■ **What you need to do**:
Convert every line of the items below into a numbered list, omitting blank lines and leaving out the pictures.

__________

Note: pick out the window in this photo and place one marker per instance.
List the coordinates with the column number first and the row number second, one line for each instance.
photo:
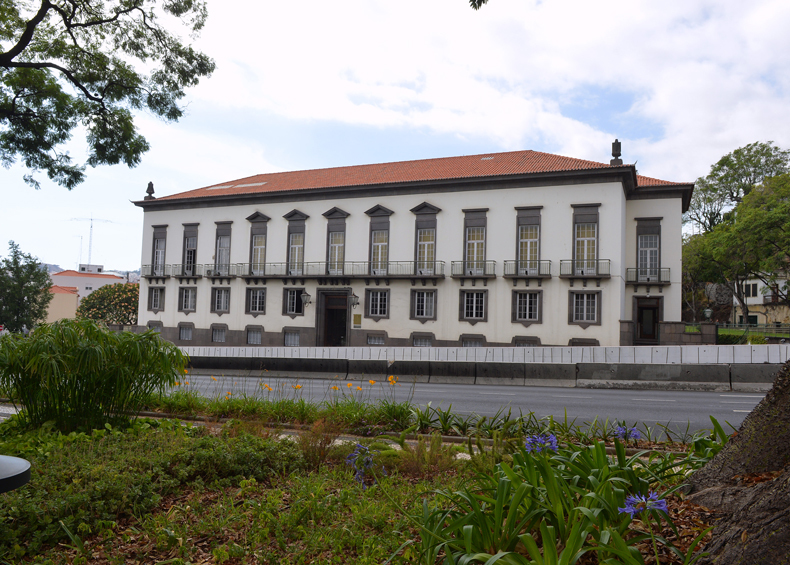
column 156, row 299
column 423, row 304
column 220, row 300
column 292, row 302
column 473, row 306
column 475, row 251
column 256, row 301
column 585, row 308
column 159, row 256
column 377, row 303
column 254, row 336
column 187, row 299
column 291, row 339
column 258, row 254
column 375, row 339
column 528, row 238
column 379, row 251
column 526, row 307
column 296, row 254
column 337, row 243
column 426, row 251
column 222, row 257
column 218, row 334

__________

■ **Solution below**:
1. Note: pick out the window in this photo and place one marker per instance.
2. List the coordinates with the column number first and the row number second, one line for each instance.
3. photo:
4. column 156, row 299
5. column 423, row 304
6. column 220, row 300
7. column 292, row 302
8. column 473, row 306
9. column 475, row 251
10. column 256, row 301
11. column 585, row 308
12. column 159, row 256
13. column 377, row 303
14. column 254, row 336
15. column 187, row 299
16. column 291, row 339
17. column 258, row 254
18. column 375, row 339
19. column 528, row 238
20. column 379, row 251
21. column 526, row 307
22. column 296, row 254
23. column 337, row 243
24. column 426, row 251
25. column 222, row 257
26. column 218, row 334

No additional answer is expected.